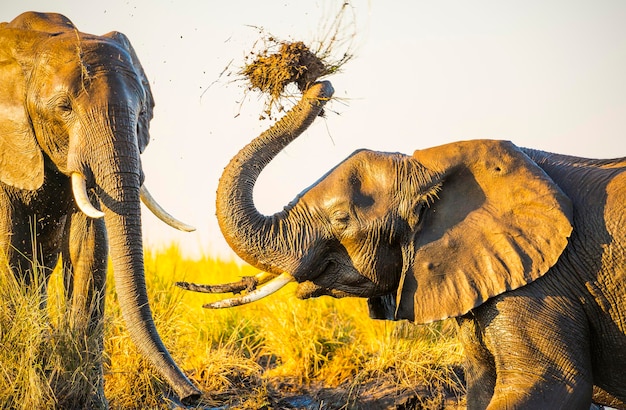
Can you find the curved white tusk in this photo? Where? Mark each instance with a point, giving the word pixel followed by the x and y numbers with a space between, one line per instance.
pixel 79 188
pixel 160 213
pixel 271 287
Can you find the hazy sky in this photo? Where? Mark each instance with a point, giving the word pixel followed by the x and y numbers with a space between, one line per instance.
pixel 544 74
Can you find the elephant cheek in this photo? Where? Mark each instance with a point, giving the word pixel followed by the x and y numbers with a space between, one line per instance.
pixel 308 289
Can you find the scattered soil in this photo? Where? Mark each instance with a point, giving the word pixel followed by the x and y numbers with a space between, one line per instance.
pixel 293 63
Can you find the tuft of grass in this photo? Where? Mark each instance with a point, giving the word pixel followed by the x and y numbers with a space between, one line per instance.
== == ==
• Objective
Substitute "image" for "photo" everywhere it occurs in the material above, and give all of it again with nothing else changed. Omit the pictures.

• Result for this task
Can you find the curved white tusk in this image? Where? Mark each instance with a point, giving the word pixel followed by the x and y numbers with a space between, one line per instance.
pixel 79 188
pixel 160 213
pixel 271 287
Can you find the hazy sky in this image? Where? Mark each instance with a point, giving the word pixel followed by the x and y numbers with a space between, one line per instance.
pixel 544 74
Can you find the elephant cheek in this image? Where? Mark each instance with a point, giving the word pixel followed by the x and y numbers with a space between, one line per instance.
pixel 308 289
Can you find the scattered soil in this image? Where? Mark each instance with a point, giving the word pixel followed by the x and y numbers with a space between, one line per instance.
pixel 293 63
Can you find the tuft of grass in this image? Where? Mark each instance with a point, giving the word pixel followed by the x and y numbers with a space between, one line per instance.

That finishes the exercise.